Quando hai fretta cammina lentamente

Quando hai fretta, cammina lentamente non è solo un titolo: è un invito potente, quasi un sussurro controcorrente in un mondo che corre senza sosta. Questo libro è un viaggio che ci insegna a rallentare quando tutto ci spinge ad accelerare, a ritrovare lucidità e direzione proprio nei momenti di caos.

Con uno stile profondo ma accessibile, l'autore ci guida alla riscoperta del tempo interiore, del silenzio che cura e della presenza che trasforma. È un testo che parla al cuore di chi si sente sopraffatto, ma anche alla mente di chi cerca un modo più autentico e consapevole di vivere.

Se senti che stai perdendo il contatto con te stesso mentre cerchi di stare al passo con tutto... questo libro potrebbe essere il primo passo per tornare davvero a casa.

Un libro da leggere con calma, magari sorseggiando un tè (ma va bene anche un caffè). E da tenere sul comodino per i giorni in cui la vita ti rincorre… e tu decidi di non farti prendere.

Questo è un riassunto ironico del libro scritto a modo mio per te che hai sempre fretta o semplicemente non hai voglia di affrontare centinaia di pagine.  Se invece hai davvero voglia di leggere il libro originale puoi tranquillamente acquistarlo qui

RIASSUNTO

Hai presente quei momenti in cui ti sembra di dover fare tutto, subito, possibilmente ieri? Tipo: rispondere a 37 notifiche mentre mandi avanti la lavatrice, parli con tua madre al telefono, prepari una presentazione e controlli se il gatto ha mangiato? Ecco. È proprio in questi momenti — dice l’autore — che dovresti fermarti. Respirare. E, paradossalmente, camminare più lentamente.

◆ ◆ ◆ ◆ ◆

• [Esercizi da svolgere]:
1. Riassumi in poche parole il paragrafo del testo sul libro che comincia con «Con uno stile profondo ma accessibile», senza perdere i fatti principali.
2. Porta avanti il testo sul libro partendo dopo l'ultima frase, quella che termina con «camminare più lentamente».
Le righe provengono da un'altra fonte e non fanno parte del testo sul libro.

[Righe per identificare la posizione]
◆ ◆ ◆ ◆ ◆

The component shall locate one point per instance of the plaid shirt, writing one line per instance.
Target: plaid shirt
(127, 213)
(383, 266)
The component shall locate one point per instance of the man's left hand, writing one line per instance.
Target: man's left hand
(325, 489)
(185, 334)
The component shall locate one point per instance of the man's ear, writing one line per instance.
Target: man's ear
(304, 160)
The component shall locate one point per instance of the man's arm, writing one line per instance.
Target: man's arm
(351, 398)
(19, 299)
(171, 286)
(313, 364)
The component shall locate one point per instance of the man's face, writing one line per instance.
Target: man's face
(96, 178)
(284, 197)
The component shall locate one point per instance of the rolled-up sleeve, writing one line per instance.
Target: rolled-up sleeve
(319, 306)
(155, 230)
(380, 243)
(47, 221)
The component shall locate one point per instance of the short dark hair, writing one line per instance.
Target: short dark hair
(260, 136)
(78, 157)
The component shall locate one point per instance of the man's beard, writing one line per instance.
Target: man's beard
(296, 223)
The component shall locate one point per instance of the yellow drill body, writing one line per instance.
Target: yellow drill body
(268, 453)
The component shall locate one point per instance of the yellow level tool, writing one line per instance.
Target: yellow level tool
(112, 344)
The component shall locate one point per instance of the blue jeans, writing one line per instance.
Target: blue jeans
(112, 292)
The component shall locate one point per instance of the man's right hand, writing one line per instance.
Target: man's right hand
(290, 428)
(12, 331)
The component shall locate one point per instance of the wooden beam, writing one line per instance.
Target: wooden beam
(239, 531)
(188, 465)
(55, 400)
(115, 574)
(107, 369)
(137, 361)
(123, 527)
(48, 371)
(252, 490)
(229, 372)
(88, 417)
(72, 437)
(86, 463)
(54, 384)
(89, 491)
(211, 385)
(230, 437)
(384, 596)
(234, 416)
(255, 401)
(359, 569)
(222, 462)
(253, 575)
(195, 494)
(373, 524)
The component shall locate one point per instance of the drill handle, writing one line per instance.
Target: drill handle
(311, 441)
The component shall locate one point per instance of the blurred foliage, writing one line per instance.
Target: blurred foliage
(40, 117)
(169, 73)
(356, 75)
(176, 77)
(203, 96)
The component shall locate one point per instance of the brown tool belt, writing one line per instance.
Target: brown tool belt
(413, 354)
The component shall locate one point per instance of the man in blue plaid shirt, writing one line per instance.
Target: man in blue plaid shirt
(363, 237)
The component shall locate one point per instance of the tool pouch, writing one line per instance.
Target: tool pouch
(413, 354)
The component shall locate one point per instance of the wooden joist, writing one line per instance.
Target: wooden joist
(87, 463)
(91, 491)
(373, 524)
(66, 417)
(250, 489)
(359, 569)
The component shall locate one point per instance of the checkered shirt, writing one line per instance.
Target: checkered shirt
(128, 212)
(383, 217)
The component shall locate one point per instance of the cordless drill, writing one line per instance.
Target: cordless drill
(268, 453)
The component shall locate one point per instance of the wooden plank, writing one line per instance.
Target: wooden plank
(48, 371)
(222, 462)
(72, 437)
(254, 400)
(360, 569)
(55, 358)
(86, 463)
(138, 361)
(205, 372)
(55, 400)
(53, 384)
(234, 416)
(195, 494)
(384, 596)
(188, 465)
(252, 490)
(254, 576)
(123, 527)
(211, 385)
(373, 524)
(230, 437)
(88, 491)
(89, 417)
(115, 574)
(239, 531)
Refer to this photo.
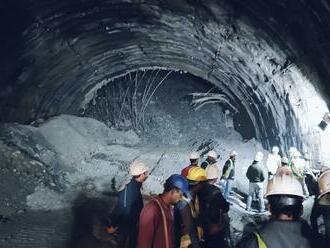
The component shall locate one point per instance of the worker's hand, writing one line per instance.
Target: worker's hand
(111, 229)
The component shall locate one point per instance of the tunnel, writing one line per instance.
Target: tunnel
(85, 83)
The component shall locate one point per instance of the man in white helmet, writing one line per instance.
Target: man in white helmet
(211, 159)
(256, 178)
(125, 216)
(193, 158)
(298, 167)
(228, 174)
(321, 207)
(285, 228)
(214, 208)
(273, 162)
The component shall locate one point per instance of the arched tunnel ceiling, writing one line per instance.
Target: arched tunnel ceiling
(58, 53)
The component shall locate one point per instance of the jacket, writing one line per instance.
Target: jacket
(281, 234)
(126, 213)
(187, 223)
(254, 173)
(184, 171)
(213, 208)
(228, 171)
(151, 225)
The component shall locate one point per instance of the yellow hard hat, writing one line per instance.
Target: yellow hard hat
(212, 171)
(137, 168)
(324, 186)
(196, 174)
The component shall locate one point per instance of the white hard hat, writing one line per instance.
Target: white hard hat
(212, 154)
(296, 154)
(275, 149)
(232, 153)
(284, 160)
(284, 183)
(292, 150)
(137, 168)
(212, 171)
(324, 187)
(194, 155)
(259, 156)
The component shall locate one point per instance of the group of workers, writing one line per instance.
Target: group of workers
(191, 212)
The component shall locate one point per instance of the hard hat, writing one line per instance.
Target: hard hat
(324, 186)
(284, 183)
(292, 151)
(194, 155)
(296, 154)
(212, 171)
(284, 160)
(179, 182)
(196, 174)
(259, 156)
(212, 154)
(275, 149)
(232, 153)
(137, 168)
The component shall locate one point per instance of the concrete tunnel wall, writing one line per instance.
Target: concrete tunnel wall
(64, 51)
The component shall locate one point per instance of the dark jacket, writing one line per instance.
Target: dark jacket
(206, 163)
(151, 226)
(213, 208)
(228, 171)
(186, 224)
(281, 234)
(254, 173)
(127, 211)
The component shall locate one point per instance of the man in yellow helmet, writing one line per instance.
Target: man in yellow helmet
(188, 223)
(284, 229)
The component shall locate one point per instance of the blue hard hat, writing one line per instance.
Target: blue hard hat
(179, 182)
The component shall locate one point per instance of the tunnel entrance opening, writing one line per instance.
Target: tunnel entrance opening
(168, 106)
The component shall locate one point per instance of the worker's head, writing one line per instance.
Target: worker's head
(232, 155)
(259, 156)
(139, 171)
(324, 187)
(194, 157)
(212, 155)
(196, 177)
(212, 173)
(284, 161)
(292, 150)
(175, 187)
(275, 150)
(285, 196)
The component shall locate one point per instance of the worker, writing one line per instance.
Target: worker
(211, 159)
(298, 167)
(156, 219)
(256, 178)
(188, 223)
(194, 158)
(214, 209)
(321, 205)
(284, 161)
(285, 228)
(125, 217)
(228, 174)
(273, 162)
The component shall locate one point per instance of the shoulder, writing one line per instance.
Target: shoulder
(248, 242)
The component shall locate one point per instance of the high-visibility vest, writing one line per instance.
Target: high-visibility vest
(261, 243)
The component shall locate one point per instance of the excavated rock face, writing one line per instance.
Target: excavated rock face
(257, 53)
(267, 60)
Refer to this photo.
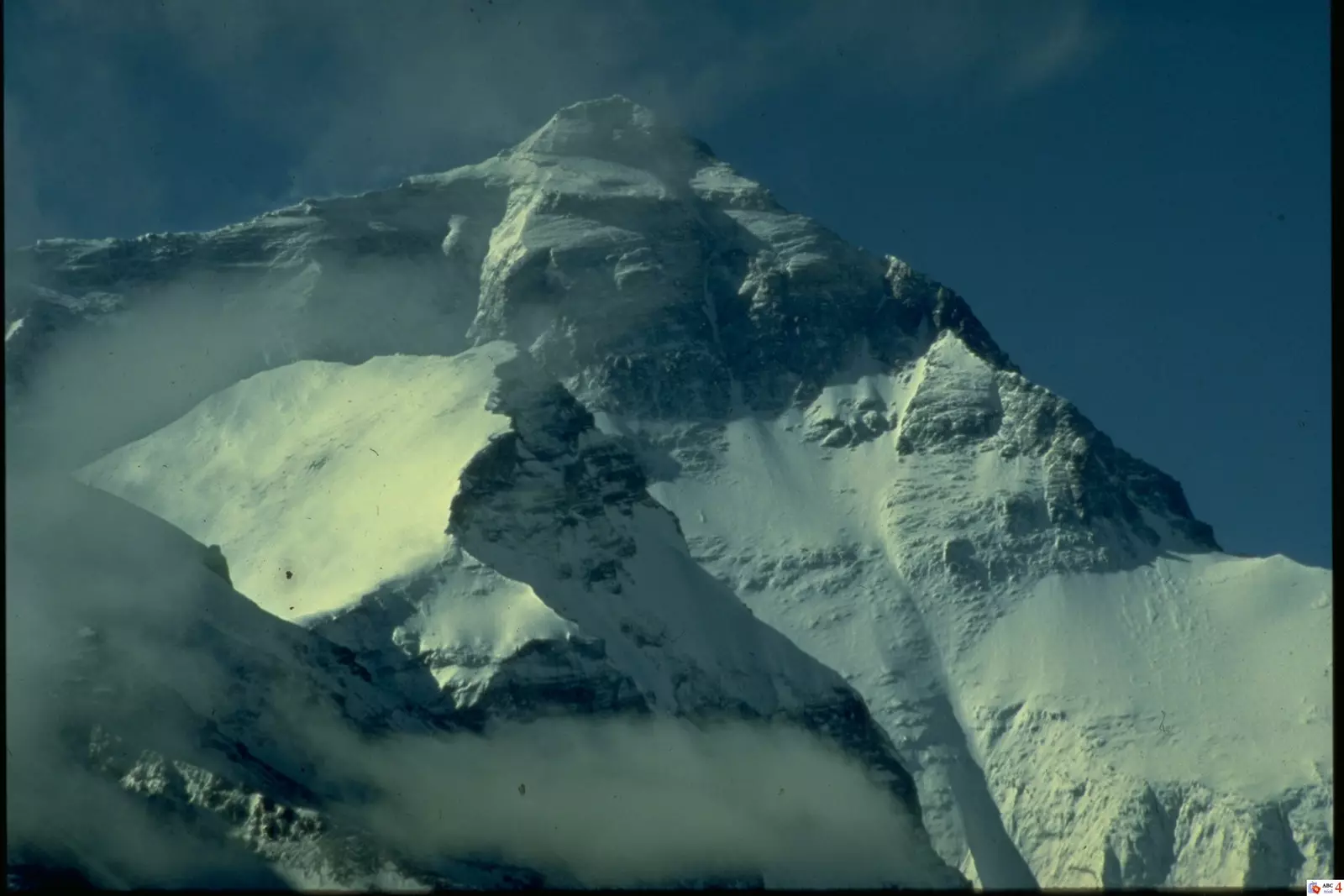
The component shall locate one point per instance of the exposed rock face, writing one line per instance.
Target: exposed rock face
(707, 391)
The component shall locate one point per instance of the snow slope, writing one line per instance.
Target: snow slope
(844, 448)
(1182, 698)
(511, 532)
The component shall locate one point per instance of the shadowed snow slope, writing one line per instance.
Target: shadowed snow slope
(519, 559)
(645, 403)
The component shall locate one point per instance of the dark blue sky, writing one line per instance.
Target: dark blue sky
(1133, 196)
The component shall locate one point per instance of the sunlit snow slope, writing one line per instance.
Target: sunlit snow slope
(1086, 689)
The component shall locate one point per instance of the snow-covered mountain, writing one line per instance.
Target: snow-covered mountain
(597, 427)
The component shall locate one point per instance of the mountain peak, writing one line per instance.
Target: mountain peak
(615, 129)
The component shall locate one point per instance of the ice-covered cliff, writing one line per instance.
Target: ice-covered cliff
(636, 375)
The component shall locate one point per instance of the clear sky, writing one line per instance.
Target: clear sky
(1133, 196)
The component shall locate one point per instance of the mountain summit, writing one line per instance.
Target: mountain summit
(597, 427)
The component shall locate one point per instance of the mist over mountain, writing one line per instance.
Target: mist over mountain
(585, 517)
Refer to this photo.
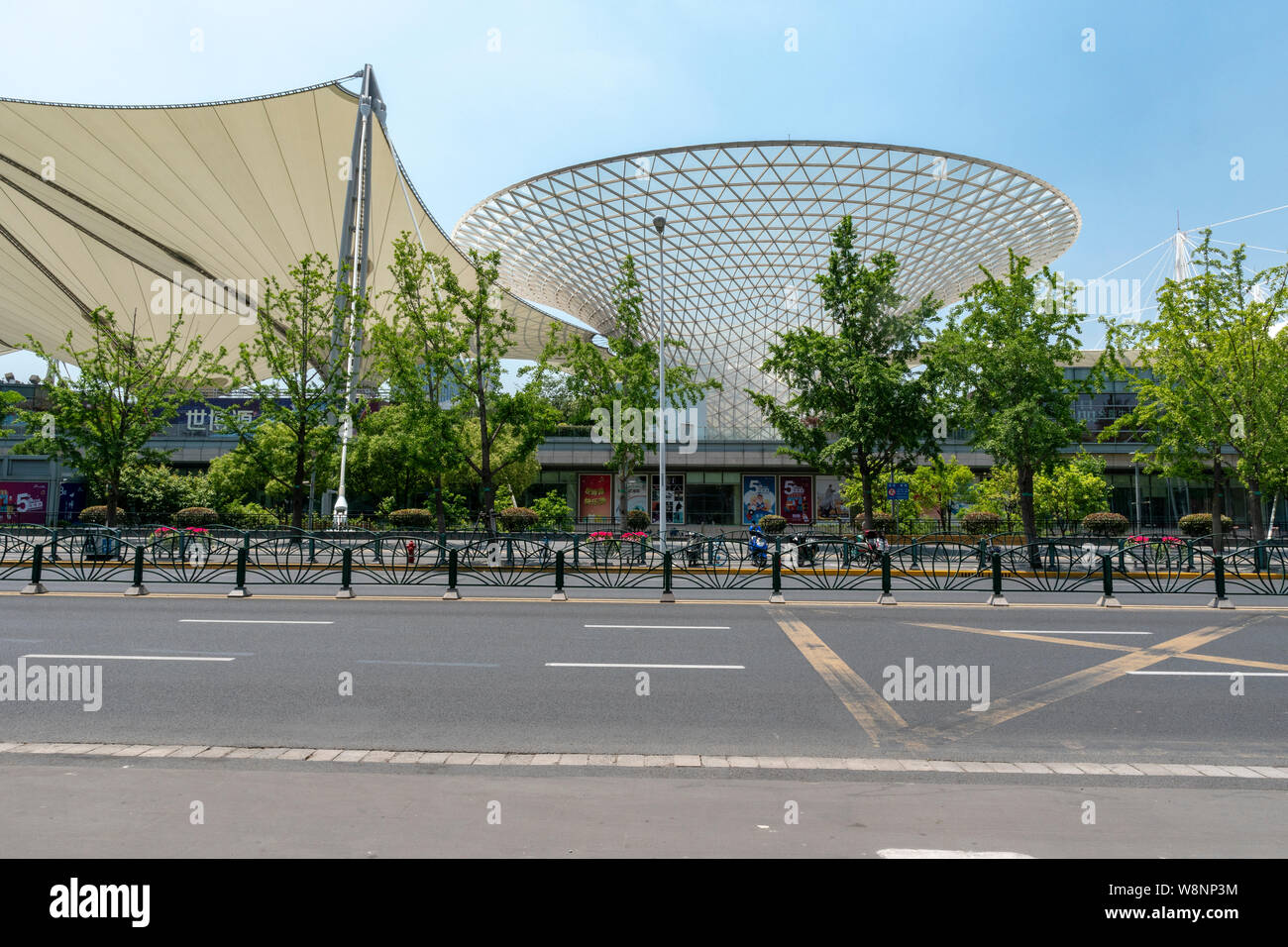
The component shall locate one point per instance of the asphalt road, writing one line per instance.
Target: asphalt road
(741, 677)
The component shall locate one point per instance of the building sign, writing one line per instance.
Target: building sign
(636, 493)
(595, 496)
(829, 504)
(674, 499)
(759, 497)
(24, 501)
(797, 499)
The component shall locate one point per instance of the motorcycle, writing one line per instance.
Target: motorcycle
(758, 548)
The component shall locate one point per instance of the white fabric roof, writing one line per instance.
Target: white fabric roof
(99, 201)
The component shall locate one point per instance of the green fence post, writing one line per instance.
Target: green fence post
(887, 596)
(38, 561)
(137, 586)
(1107, 578)
(561, 595)
(452, 592)
(346, 574)
(776, 574)
(997, 598)
(668, 595)
(1219, 575)
(241, 590)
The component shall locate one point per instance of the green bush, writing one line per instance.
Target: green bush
(249, 515)
(196, 515)
(553, 510)
(1106, 525)
(518, 518)
(638, 519)
(407, 519)
(980, 522)
(772, 525)
(1201, 525)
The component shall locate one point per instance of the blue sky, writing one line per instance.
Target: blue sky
(1144, 127)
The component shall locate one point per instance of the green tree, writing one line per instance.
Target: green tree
(266, 471)
(627, 372)
(397, 454)
(1207, 373)
(857, 408)
(415, 351)
(124, 390)
(297, 368)
(999, 492)
(1001, 364)
(940, 484)
(1072, 489)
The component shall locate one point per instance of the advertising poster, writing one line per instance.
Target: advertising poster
(24, 501)
(595, 496)
(759, 497)
(674, 499)
(797, 500)
(636, 493)
(829, 505)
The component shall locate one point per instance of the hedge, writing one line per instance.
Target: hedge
(1201, 525)
(1106, 523)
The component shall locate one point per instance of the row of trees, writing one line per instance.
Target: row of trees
(436, 356)
(883, 390)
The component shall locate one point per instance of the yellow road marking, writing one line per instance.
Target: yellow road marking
(1103, 646)
(872, 711)
(1004, 709)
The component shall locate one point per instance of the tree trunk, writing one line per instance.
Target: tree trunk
(297, 491)
(1218, 483)
(866, 476)
(439, 506)
(114, 495)
(1258, 530)
(1024, 483)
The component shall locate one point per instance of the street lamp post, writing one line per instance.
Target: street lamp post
(660, 226)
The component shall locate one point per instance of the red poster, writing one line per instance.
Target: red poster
(24, 501)
(797, 499)
(595, 496)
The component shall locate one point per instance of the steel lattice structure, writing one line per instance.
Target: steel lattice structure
(748, 226)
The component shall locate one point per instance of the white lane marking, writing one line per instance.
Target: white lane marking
(944, 853)
(671, 628)
(682, 668)
(425, 664)
(1008, 631)
(250, 621)
(1215, 674)
(130, 657)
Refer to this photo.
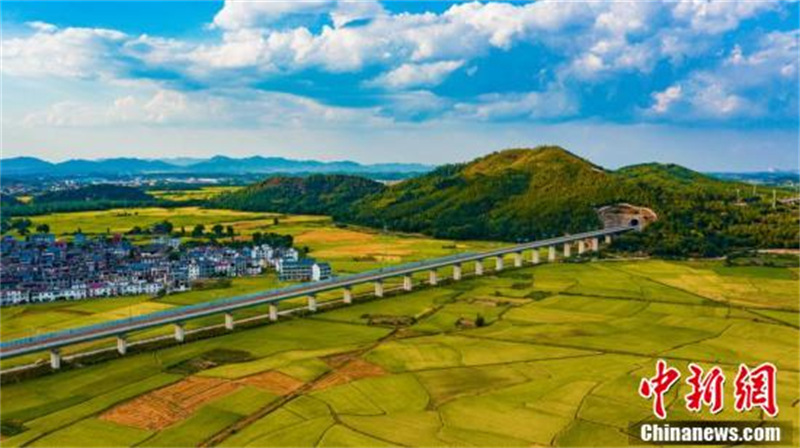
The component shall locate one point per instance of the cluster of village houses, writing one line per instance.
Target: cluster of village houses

◆ ◆ ◆ ◆ ◆

• [Risposte in ordine]:
1. Con uno stile profondo ma semplice, l'autore aiuta a riscoprire il tempo interiore, il silenzio che cura e la presenza che trasforma. Il libro parla sia a chi si sente sopraffatto sia a chi cerca un modo di vivere più autentico e consapevole.

2.
Perché? Perché quando la mente corre, perde lucidità. E quando perdi lucidità, fai pasticci. Come ad esempio dimenticare le chiavi in frigo, inviare una mail di lavoro al gruppo del calcetto, o insultare il tuo partner convinto di star parlando con Alexa.

Il libro parte da un’idea semplice ma rivoluzionaria: la fretta è spesso il sintomo di un pensiero ansioso, non di una reale mancanza di tempo. E se ti fermi un attimo, ti accorgi che gran parte delle corse che fai... non portano da nessuna parte. Tipo il criceto nella ruota: tanta energia, pochi risultati, e sempre più stress.

L’autore ci accompagna lungo un percorso fatto di esempi quotidiani — molti dei quali ti faranno ridere, perché ti ci ritroverai dentro con tutte le scarpe — e ci insegna che rallentare non è sinonimo di perdere tempo, ma di recuperarlo con intelligenza.

Ad esempio:

  • Sei in fila al supermercato e hai solo due cose da comprare, ma ti metti dietro a una signora con il carrello che sembra stia facendo scorte per l’inverno. Invece di sbuffare come un mantice medievale, prova a respirare. Osserva. Magari scopri che non è la fila a essere lunga: sei tu che sei corto di pazienza.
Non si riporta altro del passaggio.